Problems and tasks:
a. Using the Spider-Man film review below, decide whether each statement agrees with it: (i) the review finds the film's YA-derived aspects well done; (ii) the review says the movie often feels very generic; (iii) the review treats the teenage elements as a problem by themselves. Answer yes or no for each, and quote the deciding words of the review.
b. Extract every line of the records below that contains the string "flooded". Case counts.

─── Extract provided

This leads to another of the film’s issues, which is that the movie clearly takes a lot of cues from various of movie adaptations of popular young adult novels. In particular, this means a more melodramatic tone, a greater focus on the more “teenage” aspects of Peter’s character (i.e. whenever he fights with his aunt and uncle, his angst over his missing parents, etc.), and a romance plotline that seems to be given more prominence that it probably needs given that this is (at least in general) an action movie. Now, none of this is a problem by itself, as this is a movie about a teenage superhero and all of those elements can work in a setting like that without any problem. It might even help the movie, as YA tropes and the concepts could be used to highlight and strengthen the aspects of Spider-Man and his world that would already pretty YA-compatible in the first place (again, teenage superhero). Unfortunately, the YA-derived aspects of the film aren’t particularly well done. Instead of helping the movie, it just makes it feel like the creators took a generic young adult-oriented superhero story, changed all the names to their appropriate Spider-Man equivalents, and didn’t even try to rewrite anything so it felt more distinctly like a Spider-Man movie. As a consequence, the movie often feels very generic. Not necessarily bad, but also lacking a real identify, which ends up significantly hindering the movie. It almost suggests that the studio came to the rather condescending conclusion that the primary audience of teenagers and young adults would watch any superhero movie they put out so long as it resembled other popular movies that appealed to that age bracket.

──────
─── Provided information

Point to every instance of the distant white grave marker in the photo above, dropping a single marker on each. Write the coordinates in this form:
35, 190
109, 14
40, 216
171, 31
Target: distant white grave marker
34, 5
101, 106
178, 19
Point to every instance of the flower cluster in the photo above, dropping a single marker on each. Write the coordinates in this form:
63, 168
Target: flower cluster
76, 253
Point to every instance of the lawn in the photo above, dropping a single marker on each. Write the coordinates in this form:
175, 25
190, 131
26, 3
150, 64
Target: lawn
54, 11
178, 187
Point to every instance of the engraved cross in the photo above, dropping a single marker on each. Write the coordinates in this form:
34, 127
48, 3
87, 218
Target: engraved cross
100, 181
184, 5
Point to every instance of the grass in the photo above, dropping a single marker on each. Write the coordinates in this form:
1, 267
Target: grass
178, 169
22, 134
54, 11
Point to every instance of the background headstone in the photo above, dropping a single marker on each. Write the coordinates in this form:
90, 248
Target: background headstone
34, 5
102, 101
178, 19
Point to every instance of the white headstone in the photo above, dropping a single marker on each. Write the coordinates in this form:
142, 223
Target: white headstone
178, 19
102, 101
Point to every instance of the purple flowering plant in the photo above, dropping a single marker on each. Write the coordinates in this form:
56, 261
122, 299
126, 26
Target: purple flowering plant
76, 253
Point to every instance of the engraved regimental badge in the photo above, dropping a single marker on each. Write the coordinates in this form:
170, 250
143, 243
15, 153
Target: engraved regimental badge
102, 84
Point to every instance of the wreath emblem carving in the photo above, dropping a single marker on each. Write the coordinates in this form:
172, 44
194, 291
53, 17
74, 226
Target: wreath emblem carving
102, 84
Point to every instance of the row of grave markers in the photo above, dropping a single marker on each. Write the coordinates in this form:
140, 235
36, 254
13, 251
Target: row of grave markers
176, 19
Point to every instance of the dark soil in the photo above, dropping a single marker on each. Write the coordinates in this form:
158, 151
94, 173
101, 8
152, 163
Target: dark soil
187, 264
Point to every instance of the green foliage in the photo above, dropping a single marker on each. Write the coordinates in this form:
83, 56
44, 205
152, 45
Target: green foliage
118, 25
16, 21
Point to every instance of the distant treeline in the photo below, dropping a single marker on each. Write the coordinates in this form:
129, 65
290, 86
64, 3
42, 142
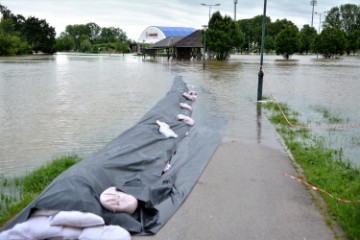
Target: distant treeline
20, 35
340, 33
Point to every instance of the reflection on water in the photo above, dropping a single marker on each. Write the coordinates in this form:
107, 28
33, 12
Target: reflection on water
74, 104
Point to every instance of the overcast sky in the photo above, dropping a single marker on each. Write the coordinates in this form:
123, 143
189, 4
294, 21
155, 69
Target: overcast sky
133, 16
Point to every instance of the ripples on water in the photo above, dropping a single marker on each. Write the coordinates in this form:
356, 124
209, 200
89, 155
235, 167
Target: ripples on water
75, 104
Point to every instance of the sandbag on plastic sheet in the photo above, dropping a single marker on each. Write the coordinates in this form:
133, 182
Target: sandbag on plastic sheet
134, 162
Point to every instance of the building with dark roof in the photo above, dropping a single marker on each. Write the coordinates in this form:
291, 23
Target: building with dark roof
178, 47
154, 34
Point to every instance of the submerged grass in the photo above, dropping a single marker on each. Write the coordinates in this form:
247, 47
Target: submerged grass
324, 168
16, 193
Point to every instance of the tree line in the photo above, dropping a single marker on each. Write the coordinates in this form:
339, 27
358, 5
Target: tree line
92, 38
20, 35
340, 34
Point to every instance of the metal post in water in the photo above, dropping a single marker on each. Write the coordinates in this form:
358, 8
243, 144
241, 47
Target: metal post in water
261, 73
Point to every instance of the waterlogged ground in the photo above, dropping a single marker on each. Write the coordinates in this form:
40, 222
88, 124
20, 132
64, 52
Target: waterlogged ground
74, 104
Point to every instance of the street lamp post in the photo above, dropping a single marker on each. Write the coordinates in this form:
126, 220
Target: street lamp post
320, 19
235, 2
313, 4
261, 73
210, 5
204, 26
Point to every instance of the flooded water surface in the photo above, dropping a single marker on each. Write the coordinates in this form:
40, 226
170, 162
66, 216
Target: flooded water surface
52, 106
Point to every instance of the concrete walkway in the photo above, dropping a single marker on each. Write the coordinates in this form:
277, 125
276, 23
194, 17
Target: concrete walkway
242, 195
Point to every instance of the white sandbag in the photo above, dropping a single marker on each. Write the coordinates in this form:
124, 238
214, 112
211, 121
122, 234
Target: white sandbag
165, 130
76, 219
105, 233
35, 228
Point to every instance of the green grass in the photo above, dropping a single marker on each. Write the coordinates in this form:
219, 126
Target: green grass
323, 167
16, 193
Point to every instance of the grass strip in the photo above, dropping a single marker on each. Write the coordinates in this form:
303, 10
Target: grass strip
323, 167
16, 193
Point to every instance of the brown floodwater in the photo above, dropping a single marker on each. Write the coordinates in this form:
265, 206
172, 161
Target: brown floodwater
52, 106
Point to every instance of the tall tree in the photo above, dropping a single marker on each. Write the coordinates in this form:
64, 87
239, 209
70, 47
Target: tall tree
39, 35
287, 42
307, 37
331, 42
353, 40
223, 35
345, 17
94, 31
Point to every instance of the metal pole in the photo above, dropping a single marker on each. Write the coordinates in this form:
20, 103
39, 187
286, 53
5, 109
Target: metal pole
313, 3
261, 73
204, 26
210, 5
235, 2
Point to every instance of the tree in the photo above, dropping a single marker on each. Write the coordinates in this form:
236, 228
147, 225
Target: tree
269, 43
76, 31
64, 43
252, 30
94, 31
331, 42
345, 17
307, 37
39, 35
223, 35
287, 42
85, 45
353, 41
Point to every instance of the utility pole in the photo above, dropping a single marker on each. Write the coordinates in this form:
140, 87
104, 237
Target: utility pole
313, 4
261, 73
210, 5
235, 2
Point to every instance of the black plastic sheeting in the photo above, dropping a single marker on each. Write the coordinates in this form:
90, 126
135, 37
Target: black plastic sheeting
134, 163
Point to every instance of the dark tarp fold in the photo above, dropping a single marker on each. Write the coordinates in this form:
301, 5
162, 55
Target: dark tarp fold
134, 163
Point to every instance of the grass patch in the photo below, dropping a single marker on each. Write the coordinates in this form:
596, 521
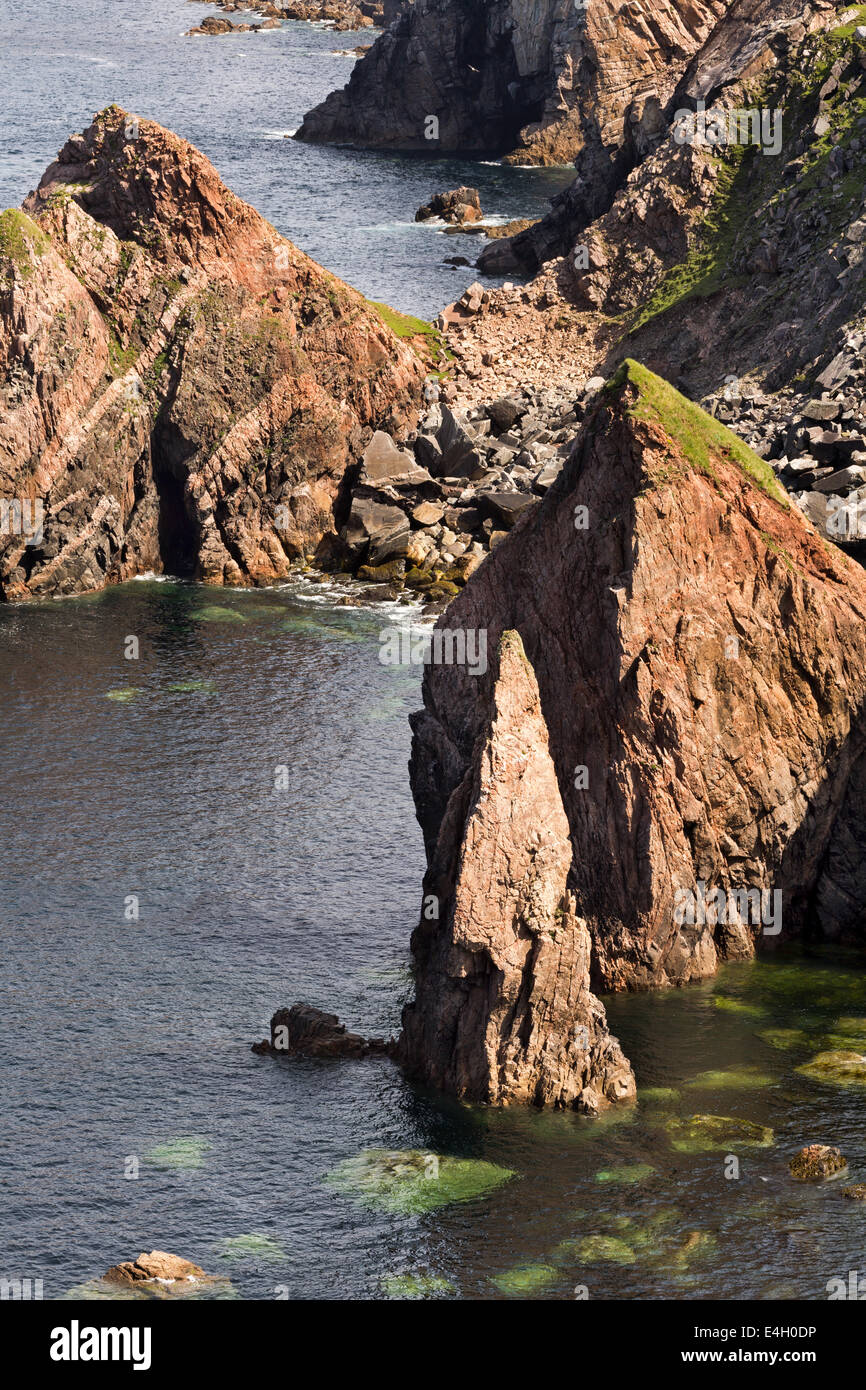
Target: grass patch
406, 325
704, 270
21, 241
702, 439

──────

Solutions below:
a.
(i) No: "Unfortunately, the YA-derived aspects of the film aren’t particularly well done."
(ii) Yes: "As a consequence, the movie often feels very generic."
(iii) No: "Now, none of this is a problem by itself"

b.
Point to every instance of the flooded water surface in the photo above, dropping a single marker on each. Write the coordinates in this form:
Target: flooded water surface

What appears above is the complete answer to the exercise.